[Excerpt to read — start]

Consider that you may be wrong

Motivated reasoning, the way we interpret information that is shaped by our past, desire, and most notably fear, can have life altering consequences.

If there is one thing that bothers me it's doubt, not being believed and knowing that someone is sitting back judging me without being in my shoes.

In the past I would insist on talking about it, "working it out", and become increasingly frustrated when that simply does not work.

It's difficult to continue down a path when you don't know what's on the other side. The effects of medicine, career change, sharing my story, all carry risks that I'm very well aware of.

There are consequences to everything. Taking a sleeping pill may give you dementia but not sleeping can cause Alzheimer's. Which is better? I don't know. It's a risk.

There is risk in every choice and risk taking hard if you choose to live a life that is full of self motivation and challenge. More difficult is continuing on with risk when you know others might not agree. I believe in following my gut, having faith in knowing that if I've made the wrong choice my inner voice usually guides me back, rather than mitigating risk at each and every corner. No risk results in stagnation. I'm not interested in that.

[Excerpt to read — finish]

What the exercise asks:
Answer these questions about the essay on risk above.
1. In motivated reasoning, what shapes the way we interpret information?
2. What does the writer say about their past habit when faced with doubt?
3. According to the essay, what does no risk result in?

[Material provided — start]

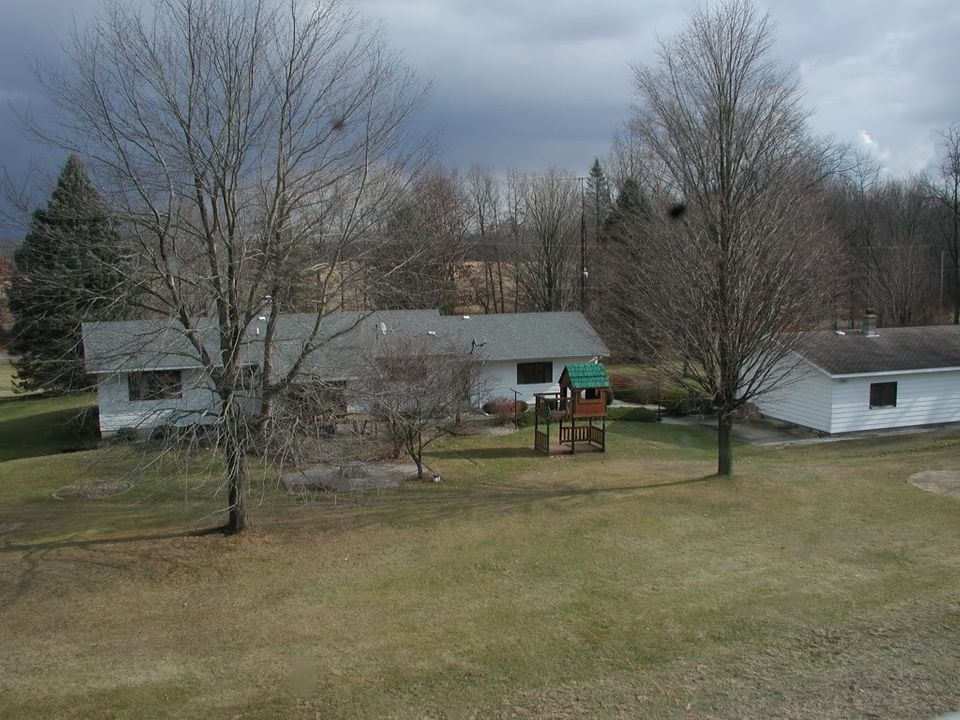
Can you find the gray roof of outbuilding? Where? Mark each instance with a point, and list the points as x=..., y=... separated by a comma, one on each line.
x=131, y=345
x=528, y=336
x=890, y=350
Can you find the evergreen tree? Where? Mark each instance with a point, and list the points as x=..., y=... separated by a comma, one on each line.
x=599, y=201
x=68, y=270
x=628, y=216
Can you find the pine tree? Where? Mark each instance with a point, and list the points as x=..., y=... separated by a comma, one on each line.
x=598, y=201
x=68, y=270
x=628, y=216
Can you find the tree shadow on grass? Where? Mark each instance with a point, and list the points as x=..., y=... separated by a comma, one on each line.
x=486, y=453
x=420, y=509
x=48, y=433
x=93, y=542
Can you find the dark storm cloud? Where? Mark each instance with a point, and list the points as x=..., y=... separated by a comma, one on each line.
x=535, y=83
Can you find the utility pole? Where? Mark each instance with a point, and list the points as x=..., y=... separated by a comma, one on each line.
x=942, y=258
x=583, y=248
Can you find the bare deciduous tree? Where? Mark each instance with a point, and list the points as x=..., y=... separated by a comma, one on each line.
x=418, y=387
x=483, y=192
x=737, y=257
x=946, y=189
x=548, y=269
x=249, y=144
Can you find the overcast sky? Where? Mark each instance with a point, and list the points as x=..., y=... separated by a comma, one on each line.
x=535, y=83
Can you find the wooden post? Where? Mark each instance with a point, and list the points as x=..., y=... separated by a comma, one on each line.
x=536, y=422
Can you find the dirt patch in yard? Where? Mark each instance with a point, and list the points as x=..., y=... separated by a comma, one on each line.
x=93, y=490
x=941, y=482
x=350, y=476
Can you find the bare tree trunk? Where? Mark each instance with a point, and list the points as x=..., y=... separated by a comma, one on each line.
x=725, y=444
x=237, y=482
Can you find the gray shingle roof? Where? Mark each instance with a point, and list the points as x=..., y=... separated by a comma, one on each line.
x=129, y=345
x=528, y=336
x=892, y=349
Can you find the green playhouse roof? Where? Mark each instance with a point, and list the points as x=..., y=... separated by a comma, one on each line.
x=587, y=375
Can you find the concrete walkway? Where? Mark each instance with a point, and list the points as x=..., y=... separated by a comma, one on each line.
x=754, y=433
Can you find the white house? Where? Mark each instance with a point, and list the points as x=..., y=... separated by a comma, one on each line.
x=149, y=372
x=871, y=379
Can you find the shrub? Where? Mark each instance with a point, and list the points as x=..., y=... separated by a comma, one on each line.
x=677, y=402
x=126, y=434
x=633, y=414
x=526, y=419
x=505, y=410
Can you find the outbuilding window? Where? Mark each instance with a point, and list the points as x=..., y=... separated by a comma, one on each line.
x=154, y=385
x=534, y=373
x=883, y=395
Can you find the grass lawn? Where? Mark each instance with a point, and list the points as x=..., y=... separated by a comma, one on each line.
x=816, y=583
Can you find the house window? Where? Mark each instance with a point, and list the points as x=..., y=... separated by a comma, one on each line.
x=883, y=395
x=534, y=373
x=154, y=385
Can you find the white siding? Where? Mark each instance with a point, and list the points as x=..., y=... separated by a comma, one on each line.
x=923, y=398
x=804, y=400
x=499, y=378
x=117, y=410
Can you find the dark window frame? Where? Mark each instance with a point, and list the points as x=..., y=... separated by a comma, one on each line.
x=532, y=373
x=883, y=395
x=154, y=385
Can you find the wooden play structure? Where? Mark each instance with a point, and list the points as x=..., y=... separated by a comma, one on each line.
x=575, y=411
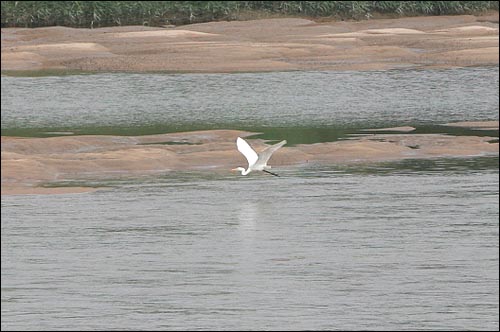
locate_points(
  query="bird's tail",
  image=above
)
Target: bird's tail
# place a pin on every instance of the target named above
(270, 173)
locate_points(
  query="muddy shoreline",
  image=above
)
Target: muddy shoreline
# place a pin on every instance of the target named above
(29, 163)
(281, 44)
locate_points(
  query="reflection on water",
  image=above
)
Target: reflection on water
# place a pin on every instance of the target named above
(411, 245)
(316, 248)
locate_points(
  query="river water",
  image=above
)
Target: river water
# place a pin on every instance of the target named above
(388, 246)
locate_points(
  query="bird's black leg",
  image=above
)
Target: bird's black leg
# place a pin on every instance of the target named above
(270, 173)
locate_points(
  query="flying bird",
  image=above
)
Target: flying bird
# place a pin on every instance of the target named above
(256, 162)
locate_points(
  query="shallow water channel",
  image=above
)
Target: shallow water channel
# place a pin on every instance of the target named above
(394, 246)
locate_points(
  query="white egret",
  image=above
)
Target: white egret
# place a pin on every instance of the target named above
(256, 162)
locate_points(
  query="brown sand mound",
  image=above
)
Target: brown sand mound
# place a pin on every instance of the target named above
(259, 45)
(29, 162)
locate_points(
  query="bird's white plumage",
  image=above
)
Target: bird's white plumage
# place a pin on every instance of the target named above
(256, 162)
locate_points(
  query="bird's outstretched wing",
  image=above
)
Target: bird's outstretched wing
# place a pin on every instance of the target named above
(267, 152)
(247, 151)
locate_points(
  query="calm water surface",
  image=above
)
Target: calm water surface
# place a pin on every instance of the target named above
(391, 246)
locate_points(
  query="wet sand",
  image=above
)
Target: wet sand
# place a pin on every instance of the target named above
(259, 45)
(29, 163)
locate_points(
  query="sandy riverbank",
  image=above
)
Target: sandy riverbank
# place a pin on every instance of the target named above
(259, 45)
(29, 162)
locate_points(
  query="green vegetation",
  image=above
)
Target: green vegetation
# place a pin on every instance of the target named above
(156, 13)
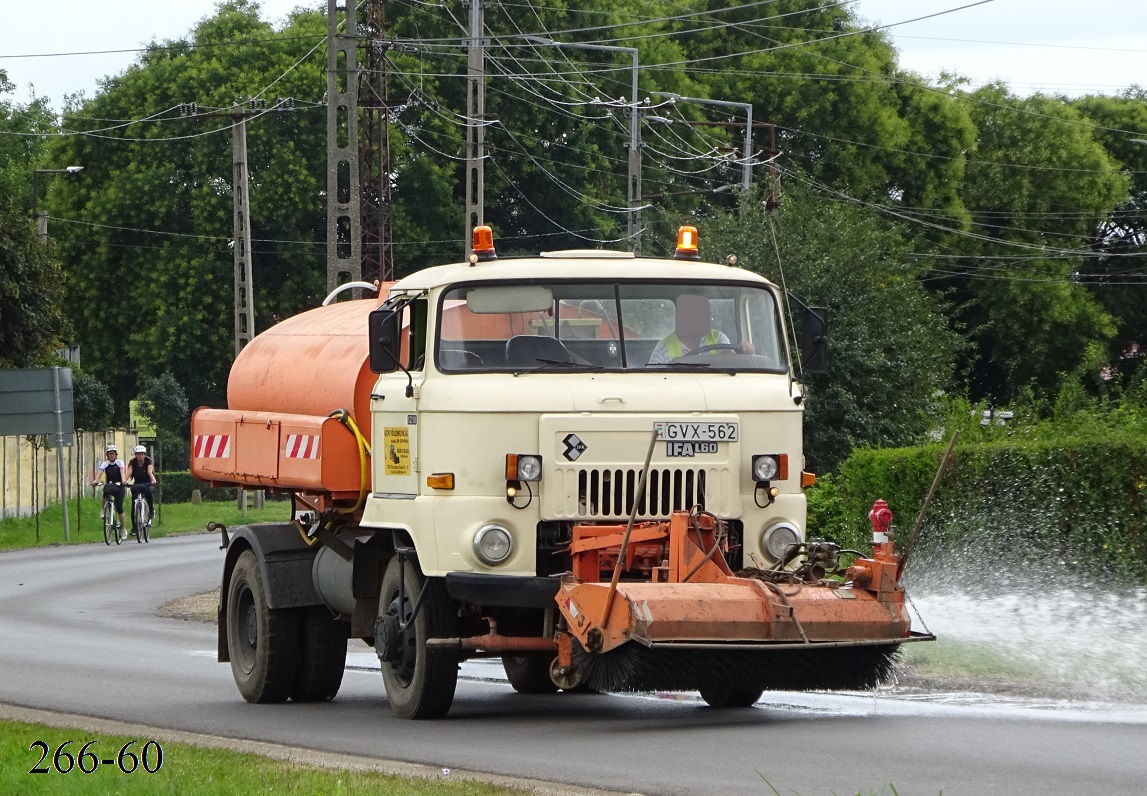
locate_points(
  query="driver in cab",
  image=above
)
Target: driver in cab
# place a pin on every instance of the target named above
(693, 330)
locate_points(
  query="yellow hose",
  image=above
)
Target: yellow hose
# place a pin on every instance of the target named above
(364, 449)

[Material provided — finish]
[Material provided — start]

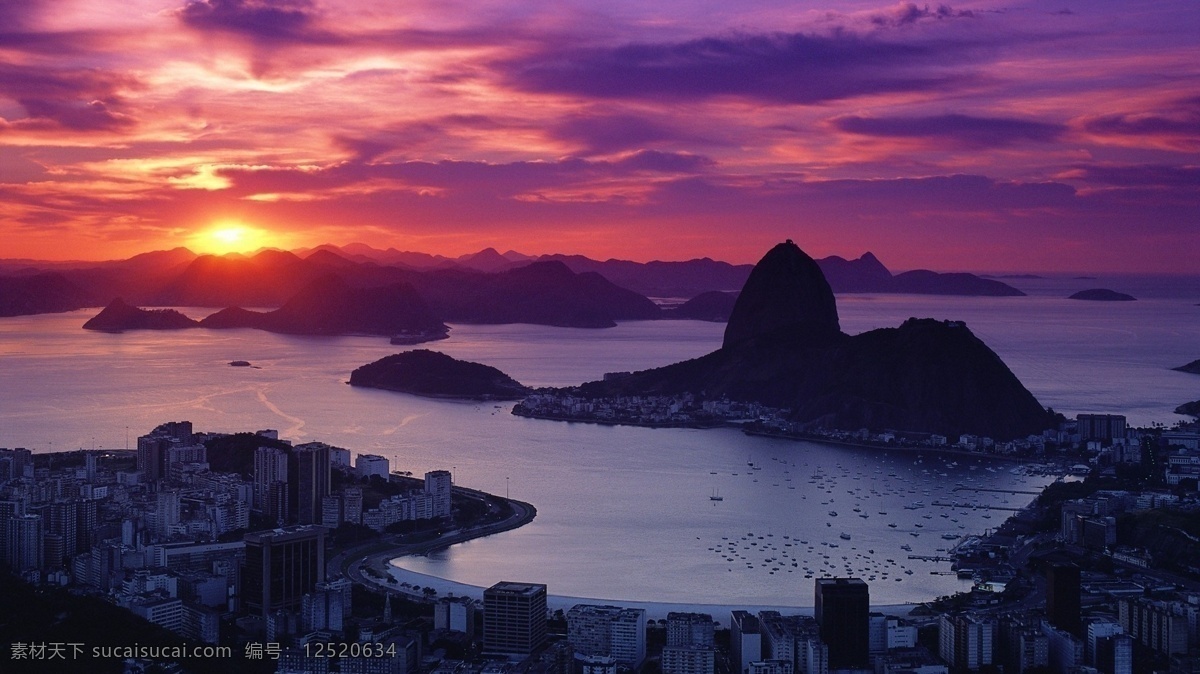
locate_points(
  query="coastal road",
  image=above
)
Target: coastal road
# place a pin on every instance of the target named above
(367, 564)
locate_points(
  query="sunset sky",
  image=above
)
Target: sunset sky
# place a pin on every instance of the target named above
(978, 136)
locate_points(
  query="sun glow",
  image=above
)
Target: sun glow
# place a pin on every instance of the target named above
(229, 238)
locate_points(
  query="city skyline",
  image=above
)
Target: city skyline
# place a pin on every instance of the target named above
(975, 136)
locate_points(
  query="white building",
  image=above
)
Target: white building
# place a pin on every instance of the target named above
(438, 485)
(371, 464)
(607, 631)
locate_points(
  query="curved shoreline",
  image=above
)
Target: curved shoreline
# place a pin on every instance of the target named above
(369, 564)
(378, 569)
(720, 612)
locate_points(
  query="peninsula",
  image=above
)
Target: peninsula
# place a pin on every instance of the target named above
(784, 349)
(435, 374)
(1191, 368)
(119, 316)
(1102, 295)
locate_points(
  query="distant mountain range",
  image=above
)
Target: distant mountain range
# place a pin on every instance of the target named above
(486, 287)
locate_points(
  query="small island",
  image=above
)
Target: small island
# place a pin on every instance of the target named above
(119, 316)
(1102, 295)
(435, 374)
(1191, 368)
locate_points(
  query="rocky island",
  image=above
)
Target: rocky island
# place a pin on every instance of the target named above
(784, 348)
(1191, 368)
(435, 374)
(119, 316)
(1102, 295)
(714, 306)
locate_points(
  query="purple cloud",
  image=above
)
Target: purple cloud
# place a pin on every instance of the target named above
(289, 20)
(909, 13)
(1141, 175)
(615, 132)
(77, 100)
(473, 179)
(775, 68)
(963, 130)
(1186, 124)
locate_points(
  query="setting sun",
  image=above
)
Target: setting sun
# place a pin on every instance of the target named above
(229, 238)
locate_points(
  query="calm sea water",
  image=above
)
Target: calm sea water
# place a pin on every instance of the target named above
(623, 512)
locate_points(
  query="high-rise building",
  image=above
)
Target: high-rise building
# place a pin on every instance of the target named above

[Material provided — finish]

Expected output:
1. Our past, desire, and most notably fear.
2. The writer would insist on talking about it, "working it out", and become increasingly frustrated when that did not work.
3. Stagnation.